-- SUPPLIED DATA start --

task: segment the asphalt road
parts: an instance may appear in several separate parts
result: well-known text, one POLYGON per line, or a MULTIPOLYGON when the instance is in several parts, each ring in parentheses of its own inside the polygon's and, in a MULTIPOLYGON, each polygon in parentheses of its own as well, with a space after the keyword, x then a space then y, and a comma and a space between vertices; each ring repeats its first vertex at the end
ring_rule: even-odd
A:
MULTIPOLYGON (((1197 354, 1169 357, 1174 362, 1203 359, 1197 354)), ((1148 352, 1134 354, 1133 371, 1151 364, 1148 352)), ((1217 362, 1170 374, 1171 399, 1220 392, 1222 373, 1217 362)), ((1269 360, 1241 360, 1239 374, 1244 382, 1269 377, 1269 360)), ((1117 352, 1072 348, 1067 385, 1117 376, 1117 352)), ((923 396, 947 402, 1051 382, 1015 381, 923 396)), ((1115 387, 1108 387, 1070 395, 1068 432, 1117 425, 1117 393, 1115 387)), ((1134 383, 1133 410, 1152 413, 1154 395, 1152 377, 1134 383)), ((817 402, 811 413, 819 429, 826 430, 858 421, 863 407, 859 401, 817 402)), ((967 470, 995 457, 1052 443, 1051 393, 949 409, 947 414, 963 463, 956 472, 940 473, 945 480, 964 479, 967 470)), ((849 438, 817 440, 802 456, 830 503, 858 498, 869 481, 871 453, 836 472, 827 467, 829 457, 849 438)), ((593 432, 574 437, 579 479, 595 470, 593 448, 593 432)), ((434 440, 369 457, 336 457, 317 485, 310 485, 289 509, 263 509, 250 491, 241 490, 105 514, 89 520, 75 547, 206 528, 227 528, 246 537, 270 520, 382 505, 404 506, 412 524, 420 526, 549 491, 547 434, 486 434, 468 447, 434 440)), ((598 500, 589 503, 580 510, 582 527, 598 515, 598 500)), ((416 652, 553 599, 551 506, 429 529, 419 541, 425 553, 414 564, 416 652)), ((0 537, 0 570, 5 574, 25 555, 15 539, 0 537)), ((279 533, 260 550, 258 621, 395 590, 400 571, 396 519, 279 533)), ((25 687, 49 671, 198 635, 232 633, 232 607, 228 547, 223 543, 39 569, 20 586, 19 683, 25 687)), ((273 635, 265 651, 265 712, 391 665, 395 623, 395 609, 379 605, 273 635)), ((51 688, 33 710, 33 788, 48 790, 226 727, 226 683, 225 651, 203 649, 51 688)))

-- SUPPLIED DATA end --

**PROBLEM DETAILS**
Reproduce the entries above line for line, with every character unchanged.

**RESPONSE FOR THIS EXERCISE**
task: segment the asphalt road
parts: an instance may appear in several separate parts
result: well-known text, one POLYGON per line, or a MULTIPOLYGON when the instance is in several parts, each ring in parentheses of its own inside the polygon's and, in a MULTIPOLYGON, each polygon in parentheses of its own as well, with a space after the keyword, x then a space then y, and a comma and a space between vertices; each ring repeats its first vertex at the end
ring_rule: even-odd
A:
MULTIPOLYGON (((1197 354, 1169 357, 1174 362, 1203 359, 1197 354)), ((1148 352, 1134 354, 1133 371, 1151 364, 1148 352)), ((1217 362, 1170 374, 1171 399, 1220 392, 1222 373, 1217 362)), ((1269 360, 1241 360, 1239 374, 1244 382, 1269 377, 1269 360)), ((1117 352, 1072 348, 1067 385, 1117 376, 1117 352)), ((923 396, 947 402, 1051 382, 1015 381, 923 396)), ((1115 387, 1108 387, 1070 395, 1068 432, 1117 425, 1117 393, 1115 387)), ((1134 383, 1133 410, 1152 413, 1154 395, 1152 377, 1134 383)), ((817 402, 811 413, 819 429, 826 430, 858 421, 863 407, 859 401, 817 402)), ((967 470, 995 457, 1052 443, 1051 393, 949 409, 947 414, 963 463, 956 472, 940 473, 945 480, 964 479, 967 470)), ((849 438, 817 440, 802 456, 830 503, 858 498, 869 481, 871 453, 836 472, 827 467, 829 457, 849 438)), ((593 432, 574 437, 579 479, 595 470, 593 448, 593 432)), ((434 440, 369 457, 336 457, 317 485, 310 485, 289 509, 263 509, 250 491, 241 490, 105 514, 89 520, 75 547, 206 528, 227 528, 246 537, 270 520, 382 505, 404 506, 412 524, 420 526, 549 491, 547 434, 486 434, 468 447, 434 440)), ((598 500, 589 503, 580 510, 582 527, 598 515, 598 500)), ((416 652, 553 599, 551 506, 429 529, 419 541, 425 553, 414 564, 416 652)), ((0 537, 0 570, 5 574, 25 555, 15 539, 0 537)), ((279 533, 260 550, 258 621, 395 590, 400 571, 396 519, 279 533)), ((25 687, 49 671, 198 635, 232 633, 232 607, 228 547, 223 543, 39 569, 20 586, 19 683, 25 687)), ((273 635, 265 651, 265 712, 391 665, 395 623, 395 609, 379 605, 273 635)), ((51 688, 33 710, 33 788, 48 790, 226 727, 226 683, 225 651, 203 649, 51 688)))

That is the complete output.